Au final, sur l’ensemble de ces commentaires à propos de l’assemblée et ce que nous en avons dit, il s’opère une sorte de glissement de la « reconnaissance » initiale à la phrase de clôture, où l’intérêt manifesté au commencement, pour notre démarche et notre discours, se trouve finalement fortement tempéré, révisé, voire annulé en entier, parce qu’en quelque sorte, nous n’aurions usé du point de vue téléologique que pour donner une importance fallacieuse à un événement qui ne le méritait en rien. Mais le problème, c’est qu’ainsi la part critique de notre texte, qui en fait l’essentiel, a disparu, sinon qu’elle sert indirectement à étayer la condamnation que les téléologues prononcent eux-mêmes contre l’assemblée, et contre ce qui n’apparaît plus que comme nos exclusifs manquements critiques à son égard.

Nous savions au commencement de notre démarche le risque de démesure que comportait l’association d’un compte-rendu de faits, auxquels nous avions participé et dont nous reconnaissons le caractère mineur, avec la présentation de propositions théoriques générales les dépassant largement. Mais il était nécessaire, dès ce texte, une fois la décision prise de rendre compte de ce qui avait eu lieu, d’expliciter plus largement nos positions, notre point de vue, d’annoncer ainsi « d’où » nous parlions, tel que le développe et l’étaye ce que nous avons ensuite commencé, et continuons, à rendre public. Ces lignes pourraient donc servir d’avertissement rétroactif, contre cet effet de disproportion.

A la suite de cette expérience d’assemblée, nous avons voulu la relater et la critiquer, surtout parce que par elle, au final et malheureusement, d’une part nous avons pris acte directement d’un certain nombre d’habitudes et de réflexes qui peuvent encore scléroser les consciences contemporaines, les éloigner de toute disposition au débat, et cela même dans une situation en partie propice à sa menée, pour s’essayer d’autre part à analyser de quoi procèdent ces limitations, dans l’intention qu’elles soient surmontées, du point de vue des mises en cause plus franches et plus entières qui secouent le monde, avec aussi à l’esprit ce qui fait défaut dans la plupart de ces cas-là.



A propos de notre activité d’observation


Au sujet de notre activité d’observation, et de la présentation de ses résultats, les téléologues relèvent à juste titre une carence problématique, à savoir que nous n’offrons pas la possibilité à ceux qui nous lisent de consulter nos sources, en tant qu’instrument nécessaire à la possibilité de critiquer ce que nous élaborons nous-mêmes à partir de leur traitement. Lorsque nous avons conçu ce site, nous nous sommes posé la question de cette mise à disposition, sans trouver de solutions satisfaisantes et exécutables à ce moment. Nous avons fait le choix d’accorder la priorité à la présentation de ces premiers résultats, d’abord par le rapport chronologique général pour la période 2003-2006, puis par l’examen plus détaillé d’un certain nombre de faits et de situations contenus dans ce rapport. C’est là la phase en cours où nous en sommes à cette date.

Nous envisageons de remédier à cette carence, mais nous n’avons pas encore déterminé par quel moyen, ni sous quelle forme.

ENREGISTREMENTS AFFICHÉS:
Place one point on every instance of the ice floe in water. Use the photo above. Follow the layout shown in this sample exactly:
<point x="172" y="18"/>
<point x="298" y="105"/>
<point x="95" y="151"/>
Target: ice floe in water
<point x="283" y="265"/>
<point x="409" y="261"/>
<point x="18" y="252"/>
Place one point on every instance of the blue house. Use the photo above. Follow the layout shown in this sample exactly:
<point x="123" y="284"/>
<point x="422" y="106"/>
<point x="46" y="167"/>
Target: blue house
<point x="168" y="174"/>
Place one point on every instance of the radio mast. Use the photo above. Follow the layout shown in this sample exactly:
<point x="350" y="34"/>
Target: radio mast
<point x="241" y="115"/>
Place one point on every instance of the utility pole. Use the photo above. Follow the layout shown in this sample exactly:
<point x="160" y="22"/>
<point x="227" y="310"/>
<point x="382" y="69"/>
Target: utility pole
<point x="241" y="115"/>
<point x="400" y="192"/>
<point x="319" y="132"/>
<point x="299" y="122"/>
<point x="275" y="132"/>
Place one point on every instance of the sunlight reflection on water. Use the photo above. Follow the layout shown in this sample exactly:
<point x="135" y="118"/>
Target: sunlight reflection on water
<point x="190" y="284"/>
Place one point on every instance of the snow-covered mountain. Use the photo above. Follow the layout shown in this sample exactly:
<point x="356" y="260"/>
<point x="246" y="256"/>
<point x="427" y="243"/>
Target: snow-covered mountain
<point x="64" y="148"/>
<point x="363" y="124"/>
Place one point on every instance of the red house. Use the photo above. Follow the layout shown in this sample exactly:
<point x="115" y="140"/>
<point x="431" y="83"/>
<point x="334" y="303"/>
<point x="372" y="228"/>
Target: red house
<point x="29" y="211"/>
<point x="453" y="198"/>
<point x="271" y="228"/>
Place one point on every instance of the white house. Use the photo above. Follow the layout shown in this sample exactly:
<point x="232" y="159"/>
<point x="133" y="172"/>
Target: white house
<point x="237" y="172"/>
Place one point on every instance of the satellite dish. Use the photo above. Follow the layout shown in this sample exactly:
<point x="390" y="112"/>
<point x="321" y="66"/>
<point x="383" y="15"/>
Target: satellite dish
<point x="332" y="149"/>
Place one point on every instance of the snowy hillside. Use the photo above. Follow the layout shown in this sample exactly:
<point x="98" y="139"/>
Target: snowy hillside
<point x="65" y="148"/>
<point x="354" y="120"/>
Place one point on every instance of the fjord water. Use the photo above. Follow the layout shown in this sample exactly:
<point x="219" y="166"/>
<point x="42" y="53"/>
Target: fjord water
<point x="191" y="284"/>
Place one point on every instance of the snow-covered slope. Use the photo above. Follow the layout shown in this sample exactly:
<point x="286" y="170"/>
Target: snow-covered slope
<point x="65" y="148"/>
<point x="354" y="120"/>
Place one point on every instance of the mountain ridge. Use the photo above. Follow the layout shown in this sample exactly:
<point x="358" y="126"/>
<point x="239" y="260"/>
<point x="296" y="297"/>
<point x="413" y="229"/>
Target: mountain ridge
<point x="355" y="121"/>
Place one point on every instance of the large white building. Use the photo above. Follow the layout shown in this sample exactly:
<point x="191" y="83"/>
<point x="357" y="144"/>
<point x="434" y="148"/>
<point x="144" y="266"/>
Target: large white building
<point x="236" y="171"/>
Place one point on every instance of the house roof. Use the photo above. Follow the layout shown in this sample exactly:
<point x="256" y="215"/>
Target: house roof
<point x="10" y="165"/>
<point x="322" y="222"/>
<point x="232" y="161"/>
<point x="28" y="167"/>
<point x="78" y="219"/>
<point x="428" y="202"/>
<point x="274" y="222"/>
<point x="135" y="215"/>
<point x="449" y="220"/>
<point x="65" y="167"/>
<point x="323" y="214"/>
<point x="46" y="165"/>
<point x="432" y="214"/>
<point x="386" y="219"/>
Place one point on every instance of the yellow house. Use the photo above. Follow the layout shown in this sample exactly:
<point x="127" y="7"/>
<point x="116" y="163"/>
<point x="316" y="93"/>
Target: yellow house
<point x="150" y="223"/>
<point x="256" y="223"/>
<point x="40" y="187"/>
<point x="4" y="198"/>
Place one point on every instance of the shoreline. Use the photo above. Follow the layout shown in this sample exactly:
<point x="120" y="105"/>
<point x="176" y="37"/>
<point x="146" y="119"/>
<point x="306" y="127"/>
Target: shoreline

CONSIGNES DE L'EXERCICE:
• 1. Recopiez à l'identique le passage du texte sur l'assemblée qui commence aux mots « Au sujet de » et s'arrête après « à cette date. ».
• 2. Reprenez le texte sur l'assemblée après sa dernière phrase et poursuivez-en la rédaction.
Les enregistrements n'interviennent pas dans ce travail.

RÉPONSES PAR TÂCHE:
• 1.
Au sujet de notre activité d’observation, et de la présentation de ses résultats, les téléologues relèvent à juste titre une carence problématique, à savoir que nous n’offrons pas la possibilité à ceux qui nous lisent de consulter nos sources, en tant qu’instrument nécessaire à la possibilité de critiquer ce que nous élaborons nous-mêmes à partir de leur traitement. Lorsque nous avons conçu ce site, nous nous sommes posé la question de cette mise à disposition, sans trouver de solutions satisfaisantes et exécutables à ce moment. Nous avons fait le choix d’accorder la priorité à la présentation de ces premiers résultats, d’abord par le rapport chronologique général pour la période 2003-2006, puis par l’examen plus détaillé d’un certain nombre de faits et de situations contenus dans ce rapport. C’est là la phase en cours où nous en sommes à cette date.

• 2.
Il ne s’agit pas d’évacuer ce problème central. Mais dans les comptes-rendus que nous livrons jusqu’ici, nous attachons une attention toute particulière à retracer les déroulements des faits, d’après les sources que nous recoupons. Ainsi, nous veillons à une précision généralement absente de n’importe laquelle de ces sources prise indépendamment des autres, et même si ce qui se trouve retracé est aussi conditionné par nos jugements. Comme il nous paraît primordial que ce que les actes de révolte manifestent vienne au centre de tout, nous voulons que les actes des révoltés, tel que nous les présentons, constituent la base et le commencement de ce que nous montrons à chaque fois, et disons à partir d’eux. De la sorte, il nous paraît tout de même possible que ceux qui en prennent connaissance extraient ce qu’il en est des faits, par rapport aux interprétations que nous en proposons, pour former leurs propres appréciations sur les uns, et pour discuter les secondes. Si celles-ci peuvent paraître parfois limitées, à ce stade où, en effet, des mises en perspectives plus générales font encore défaut, c’est aussi parce que nous jugeons nécessaire d’atteindre une compréhension suffisante de certaines particularités, de certaines spécificités, des contextes où les mouvements de révolte interviennent. Et ce serait peut-être en cela, quoique nous ne saisissions pas bien cette assertion, que nos rapports sur les faits ressembleraient seulement à des articles de journaux d’opposition – on se demande bien de quels journaux d’opposition il est ici question.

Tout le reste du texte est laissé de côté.